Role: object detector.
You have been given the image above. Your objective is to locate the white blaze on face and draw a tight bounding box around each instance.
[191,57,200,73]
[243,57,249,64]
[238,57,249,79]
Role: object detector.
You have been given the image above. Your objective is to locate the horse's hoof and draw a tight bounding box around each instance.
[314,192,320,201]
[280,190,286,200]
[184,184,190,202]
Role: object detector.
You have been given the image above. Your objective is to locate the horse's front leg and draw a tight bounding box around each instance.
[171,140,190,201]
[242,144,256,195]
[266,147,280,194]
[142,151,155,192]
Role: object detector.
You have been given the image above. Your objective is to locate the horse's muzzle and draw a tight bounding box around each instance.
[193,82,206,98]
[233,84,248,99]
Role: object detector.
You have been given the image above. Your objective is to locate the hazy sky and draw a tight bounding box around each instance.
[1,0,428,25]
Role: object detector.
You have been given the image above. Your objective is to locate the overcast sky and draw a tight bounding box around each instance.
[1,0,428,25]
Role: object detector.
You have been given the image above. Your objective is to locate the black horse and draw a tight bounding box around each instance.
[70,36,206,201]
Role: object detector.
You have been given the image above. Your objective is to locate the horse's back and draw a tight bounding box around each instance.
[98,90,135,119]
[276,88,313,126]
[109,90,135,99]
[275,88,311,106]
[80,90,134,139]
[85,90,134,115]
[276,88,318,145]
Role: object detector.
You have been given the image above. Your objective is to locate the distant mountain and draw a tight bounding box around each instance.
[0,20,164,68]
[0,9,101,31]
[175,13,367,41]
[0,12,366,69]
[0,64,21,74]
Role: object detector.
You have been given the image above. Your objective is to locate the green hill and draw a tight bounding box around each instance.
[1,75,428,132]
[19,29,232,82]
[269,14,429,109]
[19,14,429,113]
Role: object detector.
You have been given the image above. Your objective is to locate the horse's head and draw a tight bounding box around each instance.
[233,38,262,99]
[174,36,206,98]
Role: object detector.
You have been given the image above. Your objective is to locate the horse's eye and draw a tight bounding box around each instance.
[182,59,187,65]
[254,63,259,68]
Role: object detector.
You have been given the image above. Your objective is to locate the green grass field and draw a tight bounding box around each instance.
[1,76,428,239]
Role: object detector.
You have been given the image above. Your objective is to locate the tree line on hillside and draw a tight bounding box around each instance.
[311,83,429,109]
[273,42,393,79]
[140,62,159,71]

_Activity:_
So that the data stays intact, repeat all of it exactly.

_Answer box:_
Role: object detector.
You have been given the image above. Your objective is to locate the white blaze on face and draw a tight bounding box around each instance.
[191,57,200,73]
[243,57,249,64]
[238,57,249,79]
Role: object detector.
You have been given the image above. Your objective is to locate the horse's hoof and draw a tight bounding box around each instance.
[314,192,320,201]
[280,190,286,200]
[184,184,190,202]
Role: object detector.
You have been given the image above. Your objective is to locate the horse's front leg and draw a tight bounding box around each instance.
[171,140,190,201]
[242,144,256,195]
[266,147,280,194]
[142,151,155,192]
Role: object detector.
You have been given the image above. Your objective is to locate the horse's muzzle and draw a tight bounding box around each instance.
[193,82,206,98]
[233,84,248,99]
Role: object detector.
You have been given the image above. Your objective is to locate the hazy sky and draw a tight bounding box around each instance.
[1,0,428,25]
Role: object detector.
You have been given the image above. Your objective is to locate the overcast sky and draw a tight bounding box around each instance.
[1,0,428,25]
Role: object detector.
You have been given the image above. Your objective is to locate the black horse and draw a tight bounding box around each instance.
[70,36,206,201]
Role: object detector.
You have been given the image above. Your objective is to locate the horse's back and draw a tight bounding box around each instance.
[98,90,135,119]
[276,88,313,126]
[109,90,135,99]
[275,88,311,106]
[80,90,134,139]
[85,90,134,115]
[276,88,318,145]
Role: object detector.
You have been given the image above. Your objective is to locate the distant mountain and draw a tight bounding box around each instance.
[0,20,164,68]
[0,9,101,31]
[175,13,367,41]
[0,12,366,69]
[0,64,21,74]
Role: object detector.
You have been given the image above. Your objective is to locate the green hill and draw a tight bounding box around each instance.
[1,75,428,132]
[19,29,232,82]
[269,14,429,109]
[19,14,429,113]
Role: object detector.
You have been given the image above. Your objective is to locate the horse's head and draw a tight bounding box around each instance.
[233,38,262,99]
[174,36,206,98]
Role: object detector.
You have been given the image above. Your objective is to locate the horse's eye and draw a tight bounding box around each instance.
[182,59,187,65]
[254,63,259,68]
Role: object detector.
You have been given the image above. Your objective is to locate the green grass field and draw a tight bounding box around each instance.
[1,76,428,239]
Role: object detector.
You have been given the image above. Your objective is to locate the tree line on hillside and draw a tight bounding box around each instance.
[311,83,429,109]
[273,42,393,79]
[140,62,159,71]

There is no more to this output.